▸ What the task requires
Can you write out, unchanged, the stretch of lines from the one containing "the gray lower" through the very last line, with both ends included?

▸ Record excerpts

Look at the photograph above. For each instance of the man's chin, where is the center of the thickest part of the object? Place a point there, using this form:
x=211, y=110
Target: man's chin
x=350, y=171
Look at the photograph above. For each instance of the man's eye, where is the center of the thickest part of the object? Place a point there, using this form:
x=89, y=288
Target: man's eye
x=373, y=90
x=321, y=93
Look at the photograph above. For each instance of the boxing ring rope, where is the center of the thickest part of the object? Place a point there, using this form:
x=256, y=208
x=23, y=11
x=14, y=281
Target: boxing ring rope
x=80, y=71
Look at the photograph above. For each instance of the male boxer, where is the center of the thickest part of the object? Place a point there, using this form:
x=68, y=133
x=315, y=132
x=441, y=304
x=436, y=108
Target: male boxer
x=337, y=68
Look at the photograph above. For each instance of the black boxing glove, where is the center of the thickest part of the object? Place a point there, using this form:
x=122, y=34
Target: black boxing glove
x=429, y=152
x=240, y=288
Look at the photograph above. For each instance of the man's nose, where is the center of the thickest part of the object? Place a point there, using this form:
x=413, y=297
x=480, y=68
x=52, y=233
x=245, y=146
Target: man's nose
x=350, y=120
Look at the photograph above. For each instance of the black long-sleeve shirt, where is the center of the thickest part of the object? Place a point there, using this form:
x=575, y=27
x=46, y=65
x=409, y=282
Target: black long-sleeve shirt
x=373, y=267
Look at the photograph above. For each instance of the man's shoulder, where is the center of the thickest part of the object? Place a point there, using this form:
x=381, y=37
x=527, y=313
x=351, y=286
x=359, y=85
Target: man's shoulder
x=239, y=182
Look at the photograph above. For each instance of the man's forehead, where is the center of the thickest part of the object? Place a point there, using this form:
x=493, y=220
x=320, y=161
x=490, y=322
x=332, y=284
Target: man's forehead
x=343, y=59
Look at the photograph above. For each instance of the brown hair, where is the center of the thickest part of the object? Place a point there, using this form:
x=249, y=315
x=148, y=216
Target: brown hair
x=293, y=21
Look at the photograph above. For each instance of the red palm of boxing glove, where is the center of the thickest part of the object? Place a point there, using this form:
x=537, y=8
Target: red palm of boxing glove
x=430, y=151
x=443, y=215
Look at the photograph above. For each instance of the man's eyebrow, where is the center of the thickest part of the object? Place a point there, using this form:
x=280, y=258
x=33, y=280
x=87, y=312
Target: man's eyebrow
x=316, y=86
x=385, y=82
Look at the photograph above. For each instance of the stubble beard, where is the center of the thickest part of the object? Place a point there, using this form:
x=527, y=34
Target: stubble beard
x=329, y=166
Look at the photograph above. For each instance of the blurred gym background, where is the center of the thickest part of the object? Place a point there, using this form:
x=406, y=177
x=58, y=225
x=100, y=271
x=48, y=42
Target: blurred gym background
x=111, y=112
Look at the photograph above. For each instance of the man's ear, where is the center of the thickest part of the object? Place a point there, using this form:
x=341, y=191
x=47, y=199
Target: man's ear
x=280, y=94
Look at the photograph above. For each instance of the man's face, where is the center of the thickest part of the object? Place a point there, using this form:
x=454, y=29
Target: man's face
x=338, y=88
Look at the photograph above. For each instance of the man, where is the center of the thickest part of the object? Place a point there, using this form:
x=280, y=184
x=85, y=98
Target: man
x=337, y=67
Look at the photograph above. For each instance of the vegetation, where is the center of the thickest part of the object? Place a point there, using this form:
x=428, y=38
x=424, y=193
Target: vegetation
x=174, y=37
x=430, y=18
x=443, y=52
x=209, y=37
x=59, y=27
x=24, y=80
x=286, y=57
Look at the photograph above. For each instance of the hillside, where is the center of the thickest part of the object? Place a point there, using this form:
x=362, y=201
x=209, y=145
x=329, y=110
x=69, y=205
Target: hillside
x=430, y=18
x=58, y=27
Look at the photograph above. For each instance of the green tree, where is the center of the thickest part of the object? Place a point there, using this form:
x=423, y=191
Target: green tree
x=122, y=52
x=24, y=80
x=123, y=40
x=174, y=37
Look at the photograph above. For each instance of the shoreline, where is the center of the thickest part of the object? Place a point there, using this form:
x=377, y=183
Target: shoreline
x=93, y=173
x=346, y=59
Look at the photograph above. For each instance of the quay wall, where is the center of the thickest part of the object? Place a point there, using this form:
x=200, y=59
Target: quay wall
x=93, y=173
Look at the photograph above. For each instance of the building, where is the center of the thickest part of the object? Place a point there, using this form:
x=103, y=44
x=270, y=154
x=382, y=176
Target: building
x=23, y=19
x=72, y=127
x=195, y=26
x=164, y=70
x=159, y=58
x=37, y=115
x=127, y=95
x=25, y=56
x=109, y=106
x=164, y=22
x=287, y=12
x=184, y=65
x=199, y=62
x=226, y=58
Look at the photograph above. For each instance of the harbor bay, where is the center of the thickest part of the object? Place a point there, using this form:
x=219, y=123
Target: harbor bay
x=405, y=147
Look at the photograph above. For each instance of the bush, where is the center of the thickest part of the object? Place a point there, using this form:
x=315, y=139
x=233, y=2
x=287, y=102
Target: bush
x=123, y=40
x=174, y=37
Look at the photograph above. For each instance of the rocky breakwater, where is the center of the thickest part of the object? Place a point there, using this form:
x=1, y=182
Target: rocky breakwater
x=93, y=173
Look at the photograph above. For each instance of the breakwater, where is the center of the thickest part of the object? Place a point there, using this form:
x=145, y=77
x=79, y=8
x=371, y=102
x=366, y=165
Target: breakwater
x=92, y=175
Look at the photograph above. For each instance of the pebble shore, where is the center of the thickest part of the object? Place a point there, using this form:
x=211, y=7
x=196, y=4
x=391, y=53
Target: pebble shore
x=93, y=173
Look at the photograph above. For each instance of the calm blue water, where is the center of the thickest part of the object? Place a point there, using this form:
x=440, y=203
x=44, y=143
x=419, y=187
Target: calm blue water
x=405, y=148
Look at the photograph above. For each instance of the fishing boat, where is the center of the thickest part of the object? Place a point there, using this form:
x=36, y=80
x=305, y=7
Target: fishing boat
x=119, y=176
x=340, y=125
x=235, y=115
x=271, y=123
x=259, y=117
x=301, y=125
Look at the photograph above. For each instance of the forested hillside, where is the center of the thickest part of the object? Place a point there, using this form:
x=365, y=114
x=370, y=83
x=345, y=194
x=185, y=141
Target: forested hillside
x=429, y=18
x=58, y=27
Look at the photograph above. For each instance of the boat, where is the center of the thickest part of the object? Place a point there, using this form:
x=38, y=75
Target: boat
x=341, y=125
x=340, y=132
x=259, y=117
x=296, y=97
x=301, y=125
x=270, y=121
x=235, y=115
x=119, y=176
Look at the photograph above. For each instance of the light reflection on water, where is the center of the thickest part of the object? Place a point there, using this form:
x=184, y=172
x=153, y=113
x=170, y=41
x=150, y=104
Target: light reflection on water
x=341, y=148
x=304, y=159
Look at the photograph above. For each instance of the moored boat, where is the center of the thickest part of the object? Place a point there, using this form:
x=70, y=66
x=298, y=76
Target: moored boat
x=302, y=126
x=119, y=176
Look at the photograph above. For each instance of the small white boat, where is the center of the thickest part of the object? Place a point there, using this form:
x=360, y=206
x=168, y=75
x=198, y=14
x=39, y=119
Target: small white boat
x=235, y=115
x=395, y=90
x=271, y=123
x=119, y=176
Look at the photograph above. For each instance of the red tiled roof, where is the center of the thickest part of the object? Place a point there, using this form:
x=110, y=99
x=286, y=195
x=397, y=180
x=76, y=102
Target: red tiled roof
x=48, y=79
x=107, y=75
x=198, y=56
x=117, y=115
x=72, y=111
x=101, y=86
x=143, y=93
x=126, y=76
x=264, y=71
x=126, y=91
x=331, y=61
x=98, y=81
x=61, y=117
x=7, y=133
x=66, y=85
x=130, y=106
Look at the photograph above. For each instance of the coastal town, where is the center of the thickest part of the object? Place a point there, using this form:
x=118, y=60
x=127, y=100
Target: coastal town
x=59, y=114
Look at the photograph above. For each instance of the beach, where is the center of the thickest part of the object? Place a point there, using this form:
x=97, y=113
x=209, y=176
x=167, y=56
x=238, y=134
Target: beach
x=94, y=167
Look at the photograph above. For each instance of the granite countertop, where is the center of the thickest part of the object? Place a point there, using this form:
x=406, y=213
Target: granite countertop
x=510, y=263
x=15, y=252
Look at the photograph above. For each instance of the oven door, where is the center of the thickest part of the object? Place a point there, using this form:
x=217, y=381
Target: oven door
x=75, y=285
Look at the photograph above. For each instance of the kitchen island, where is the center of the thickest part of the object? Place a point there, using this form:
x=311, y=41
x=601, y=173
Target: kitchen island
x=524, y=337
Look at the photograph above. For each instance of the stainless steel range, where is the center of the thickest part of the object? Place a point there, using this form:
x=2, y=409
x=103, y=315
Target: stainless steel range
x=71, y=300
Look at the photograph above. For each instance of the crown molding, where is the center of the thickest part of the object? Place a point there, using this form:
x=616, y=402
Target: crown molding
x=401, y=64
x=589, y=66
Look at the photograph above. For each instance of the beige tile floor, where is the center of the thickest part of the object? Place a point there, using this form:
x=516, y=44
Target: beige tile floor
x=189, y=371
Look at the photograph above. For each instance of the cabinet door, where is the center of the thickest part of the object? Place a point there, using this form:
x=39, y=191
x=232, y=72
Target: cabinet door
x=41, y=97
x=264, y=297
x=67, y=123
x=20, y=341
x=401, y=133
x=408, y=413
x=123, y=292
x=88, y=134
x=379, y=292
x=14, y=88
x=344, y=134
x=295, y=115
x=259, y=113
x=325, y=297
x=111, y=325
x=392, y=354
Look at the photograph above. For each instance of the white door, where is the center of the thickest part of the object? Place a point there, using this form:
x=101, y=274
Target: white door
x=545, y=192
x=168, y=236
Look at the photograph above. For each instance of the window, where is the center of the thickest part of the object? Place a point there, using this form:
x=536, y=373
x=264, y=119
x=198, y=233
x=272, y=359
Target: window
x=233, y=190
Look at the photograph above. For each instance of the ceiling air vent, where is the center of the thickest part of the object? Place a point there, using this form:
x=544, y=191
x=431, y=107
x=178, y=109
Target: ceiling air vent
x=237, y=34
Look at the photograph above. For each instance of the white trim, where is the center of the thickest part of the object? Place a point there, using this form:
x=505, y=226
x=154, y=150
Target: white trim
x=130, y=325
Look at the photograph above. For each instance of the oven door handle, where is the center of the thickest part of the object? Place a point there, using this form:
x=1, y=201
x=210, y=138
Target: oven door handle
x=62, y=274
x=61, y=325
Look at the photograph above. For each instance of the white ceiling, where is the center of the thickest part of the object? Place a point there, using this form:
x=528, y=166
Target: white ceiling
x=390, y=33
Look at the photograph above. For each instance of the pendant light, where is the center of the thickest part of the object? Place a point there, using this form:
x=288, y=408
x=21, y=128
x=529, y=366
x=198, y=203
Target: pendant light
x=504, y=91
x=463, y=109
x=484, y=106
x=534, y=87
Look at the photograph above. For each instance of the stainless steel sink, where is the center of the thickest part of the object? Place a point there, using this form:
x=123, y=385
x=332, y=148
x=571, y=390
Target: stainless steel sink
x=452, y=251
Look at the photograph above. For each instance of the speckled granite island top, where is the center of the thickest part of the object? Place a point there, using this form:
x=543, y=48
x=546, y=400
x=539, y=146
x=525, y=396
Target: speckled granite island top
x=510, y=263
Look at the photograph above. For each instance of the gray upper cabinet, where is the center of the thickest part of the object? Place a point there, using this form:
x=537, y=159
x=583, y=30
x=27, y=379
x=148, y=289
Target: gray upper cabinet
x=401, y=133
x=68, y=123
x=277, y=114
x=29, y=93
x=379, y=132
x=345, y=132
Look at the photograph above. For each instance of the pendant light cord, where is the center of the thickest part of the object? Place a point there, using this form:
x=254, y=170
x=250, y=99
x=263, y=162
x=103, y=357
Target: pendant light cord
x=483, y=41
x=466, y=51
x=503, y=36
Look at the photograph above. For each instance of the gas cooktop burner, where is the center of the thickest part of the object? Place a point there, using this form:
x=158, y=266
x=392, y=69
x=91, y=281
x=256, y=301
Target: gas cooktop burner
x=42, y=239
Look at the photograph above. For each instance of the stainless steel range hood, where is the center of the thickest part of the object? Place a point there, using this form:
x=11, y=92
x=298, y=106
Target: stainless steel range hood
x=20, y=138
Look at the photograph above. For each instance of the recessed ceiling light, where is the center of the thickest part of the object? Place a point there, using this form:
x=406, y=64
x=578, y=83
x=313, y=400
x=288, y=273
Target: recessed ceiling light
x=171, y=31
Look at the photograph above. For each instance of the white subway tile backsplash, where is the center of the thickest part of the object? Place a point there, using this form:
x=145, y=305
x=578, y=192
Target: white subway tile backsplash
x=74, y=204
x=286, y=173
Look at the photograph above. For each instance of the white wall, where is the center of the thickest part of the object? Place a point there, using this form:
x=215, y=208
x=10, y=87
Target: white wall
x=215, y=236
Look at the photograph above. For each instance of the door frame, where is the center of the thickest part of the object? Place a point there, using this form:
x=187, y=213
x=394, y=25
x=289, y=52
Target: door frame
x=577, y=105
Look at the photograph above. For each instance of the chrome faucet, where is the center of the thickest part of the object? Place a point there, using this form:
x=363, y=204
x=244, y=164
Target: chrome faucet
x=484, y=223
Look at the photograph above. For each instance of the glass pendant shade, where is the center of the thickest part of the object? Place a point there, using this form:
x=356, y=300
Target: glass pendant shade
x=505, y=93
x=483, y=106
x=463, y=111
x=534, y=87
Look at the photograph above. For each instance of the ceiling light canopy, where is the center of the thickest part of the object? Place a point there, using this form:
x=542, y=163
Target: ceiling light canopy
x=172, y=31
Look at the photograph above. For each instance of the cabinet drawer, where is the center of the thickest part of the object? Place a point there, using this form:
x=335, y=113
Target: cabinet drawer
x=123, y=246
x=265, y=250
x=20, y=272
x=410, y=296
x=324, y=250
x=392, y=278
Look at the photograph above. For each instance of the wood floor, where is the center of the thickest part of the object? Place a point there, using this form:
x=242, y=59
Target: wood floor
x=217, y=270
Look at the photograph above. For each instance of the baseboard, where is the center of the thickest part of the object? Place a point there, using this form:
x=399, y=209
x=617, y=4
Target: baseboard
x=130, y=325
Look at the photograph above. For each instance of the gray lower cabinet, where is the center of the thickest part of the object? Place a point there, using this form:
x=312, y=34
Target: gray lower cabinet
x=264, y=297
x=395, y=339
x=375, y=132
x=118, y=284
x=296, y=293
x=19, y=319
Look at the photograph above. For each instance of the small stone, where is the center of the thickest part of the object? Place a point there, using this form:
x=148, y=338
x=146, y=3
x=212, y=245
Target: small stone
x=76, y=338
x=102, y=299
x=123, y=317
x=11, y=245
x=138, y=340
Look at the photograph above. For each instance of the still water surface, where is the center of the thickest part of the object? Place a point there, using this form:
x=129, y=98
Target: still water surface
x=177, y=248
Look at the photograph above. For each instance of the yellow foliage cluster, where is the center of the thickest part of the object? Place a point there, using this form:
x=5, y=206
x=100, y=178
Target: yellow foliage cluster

▸ Result of the exercise
Look at the photograph above. For each instance of the gray lower cabinet, where is the center of the thickest part of the object? Place a point there, using this form:
x=312, y=34
Target: gray lower cabinet
x=264, y=297
x=395, y=339
x=375, y=132
x=118, y=284
x=296, y=293
x=19, y=319
Look at the photograph above. For each instance of the small stone, where is the center of the thickest part of the object? Place a point there, using this form:
x=148, y=338
x=146, y=3
x=212, y=245
Target: small stone
x=76, y=338
x=102, y=299
x=123, y=317
x=11, y=245
x=138, y=340
Look at the photograph above. For each instance of the still water surface, where is the center of the thickest part of the object? Place a point there, using this form:
x=129, y=98
Target: still water surface
x=177, y=248
Look at the photograph above. For each instance of the yellow foliage cluster, where is the center of the thickest part of the object? Place a point there, using this form:
x=5, y=206
x=100, y=178
Target: yellow foliage cluster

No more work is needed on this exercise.